His exemplary Going Clear: Scientology and the Prison of Belief premiered on Sunday, March 29th. Take a brief breath and here he is back in the race with Sinatra: All Or Nothing At All, a four-hour retrospective that begins on Sunday, April 5th at 7 p.m. (central) and continues on Monday at the same hour.

This one doesn’t measure up to Going Clear in terms of jaw-dropping revelations or impact. But Frank Sinatra’s life, times and indelible music still pack a big punch during the year in which he would have turned 100 had he not died in 1998 at the age of 82.

New and previous reminiscences are interwoven with archival footage to present an affectionate although not unsparing portrait of the man whom many consider to be the greatest crooner of all time. As in his Mr. Dynamite: The Rise of James Brown, Gibney mostly concentrates on the glory years, which in fact were quite bleak for a while until Sinatra made his big comeback as the Oscar-winning co-star of 1953’s From Here to Eternity.

The launch point of All Or Nothing At All, is Sinatra’s so-called June 13, 1971 “Retirement Concert” in Los Angeles. He performed 11 songs after being introduced by a broken-voiced Rosalind Russell. The film takes its cue from those selections, which were meant to encapsulate Sinatra’s life. So back and forth we go, from “Nancy with the Laughing Face” to “I’ll Never Smile Again;” from “I’ve Got You Under My Skin” to “The Lady Is A Tramp;” from “That’s Life” to “My Way.” Ring-a-ding-ding, it’s quite a trip.

◆ MATERIAL SHOWN:
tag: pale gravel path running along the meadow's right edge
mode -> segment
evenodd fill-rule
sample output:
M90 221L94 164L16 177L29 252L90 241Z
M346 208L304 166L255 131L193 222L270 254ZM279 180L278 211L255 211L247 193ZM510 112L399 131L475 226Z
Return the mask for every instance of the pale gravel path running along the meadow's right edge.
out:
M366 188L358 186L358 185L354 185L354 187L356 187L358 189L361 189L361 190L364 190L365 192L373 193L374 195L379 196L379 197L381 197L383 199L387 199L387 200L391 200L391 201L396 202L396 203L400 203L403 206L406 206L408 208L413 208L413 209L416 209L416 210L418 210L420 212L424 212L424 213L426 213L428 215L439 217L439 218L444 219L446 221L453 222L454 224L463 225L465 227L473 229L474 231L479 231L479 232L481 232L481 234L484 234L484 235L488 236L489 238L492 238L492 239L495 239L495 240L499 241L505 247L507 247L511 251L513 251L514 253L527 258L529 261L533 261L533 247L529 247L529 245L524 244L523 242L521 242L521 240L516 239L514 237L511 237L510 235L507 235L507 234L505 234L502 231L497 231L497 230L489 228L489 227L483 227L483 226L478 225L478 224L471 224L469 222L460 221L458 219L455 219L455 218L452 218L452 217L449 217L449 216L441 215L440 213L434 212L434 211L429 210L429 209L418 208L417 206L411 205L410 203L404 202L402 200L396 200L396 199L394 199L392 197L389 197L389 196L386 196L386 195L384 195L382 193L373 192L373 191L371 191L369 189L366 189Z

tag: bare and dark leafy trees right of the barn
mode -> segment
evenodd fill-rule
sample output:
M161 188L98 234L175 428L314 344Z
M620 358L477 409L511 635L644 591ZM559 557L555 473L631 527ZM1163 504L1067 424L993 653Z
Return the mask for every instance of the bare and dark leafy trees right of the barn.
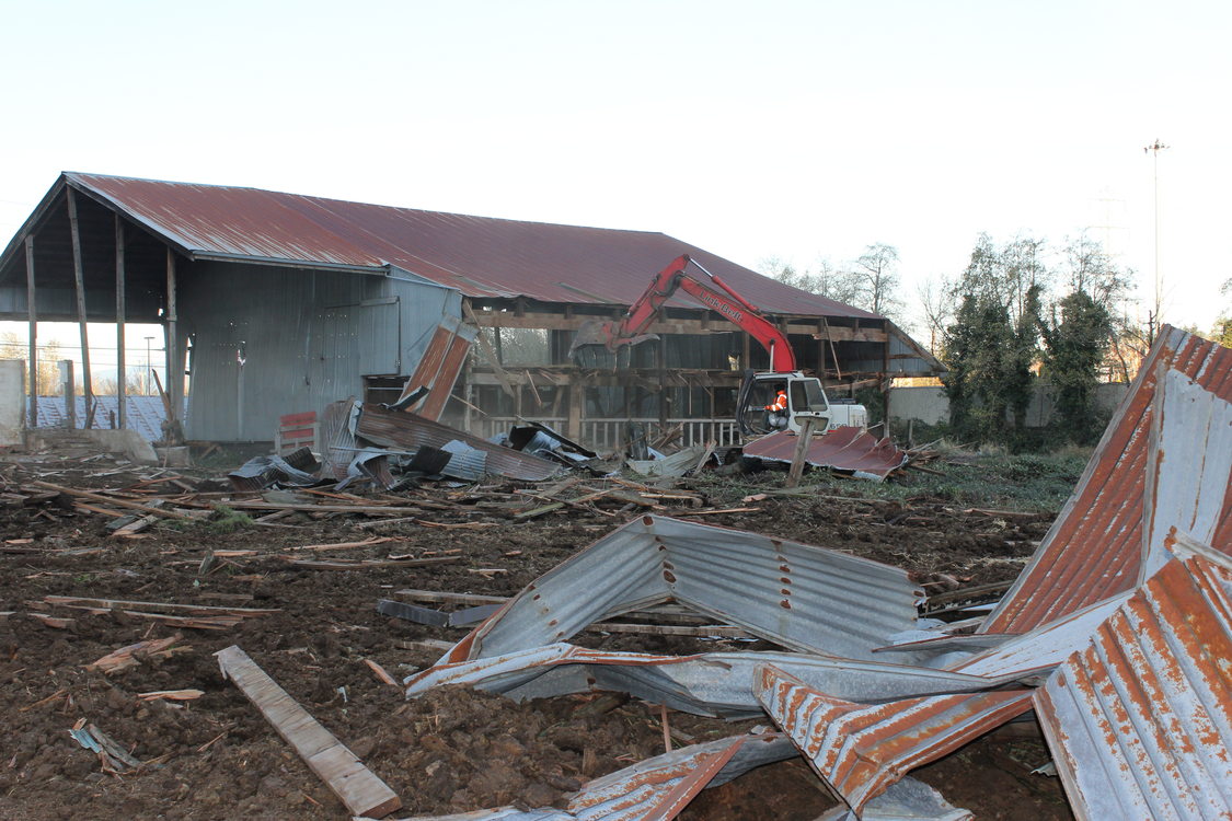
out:
M926 334L949 369L941 377L950 400L945 433L962 442L1015 451L1094 443L1106 422L1098 384L1129 382L1158 332L1158 306L1146 321L1137 318L1132 271L1087 235L1053 250L1044 239L997 242L982 234L963 271L919 287L914 322L904 321L897 262L894 246L875 244L844 265L796 271L769 260L763 272ZM1232 279L1222 290L1232 295ZM1210 332L1185 330L1232 345L1232 310ZM1055 406L1042 435L1026 427L1040 380Z

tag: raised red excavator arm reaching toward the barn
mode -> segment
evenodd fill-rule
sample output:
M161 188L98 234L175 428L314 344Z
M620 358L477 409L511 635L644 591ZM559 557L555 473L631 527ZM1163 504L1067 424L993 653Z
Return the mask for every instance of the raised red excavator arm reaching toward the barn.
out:
M689 272L690 265L696 266L706 274L706 278L702 279ZM787 343L786 334L763 316L756 306L736 293L726 282L701 267L695 260L691 260L689 255L676 257L671 265L660 271L646 293L628 306L620 322L605 322L598 330L595 340L583 340L584 334L579 332L579 338L573 343L573 347L600 342L610 351L615 351L622 345L642 341L647 329L659 318L663 306L678 289L718 311L733 325L760 342L770 352L771 370L784 373L796 369L796 354L792 353L791 345Z

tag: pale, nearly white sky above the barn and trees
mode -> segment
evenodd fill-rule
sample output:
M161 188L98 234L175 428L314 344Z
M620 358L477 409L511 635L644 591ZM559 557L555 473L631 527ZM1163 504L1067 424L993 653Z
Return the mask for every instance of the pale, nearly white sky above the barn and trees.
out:
M1227 2L12 2L0 234L62 170L660 230L755 267L1090 229L1209 325ZM647 272L649 276L653 272Z

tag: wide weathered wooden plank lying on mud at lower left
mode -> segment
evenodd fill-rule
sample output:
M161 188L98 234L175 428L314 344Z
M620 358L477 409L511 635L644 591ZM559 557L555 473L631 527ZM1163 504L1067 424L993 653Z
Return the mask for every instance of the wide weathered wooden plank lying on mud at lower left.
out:
M214 656L223 676L240 688L282 740L334 790L351 815L379 819L402 807L402 800L388 784L365 767L346 745L312 718L238 645L219 650Z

◆ EXERCISE DIRECTIONS:
Please answer these from the Sinatra review:
1. On what day and at what time does Sinatra: All Or Nothing At All begin?
2. In what year did Sinatra die, and at what age?
3. How many songs did Sinatra perform at his June 13, 1971 "Retirement Concert"?

◆ WRITTEN ANSWER:
1. Sunday, April 5th, at 7 p.m. (central)
2. 1998, at the age of 82
3. 11 songs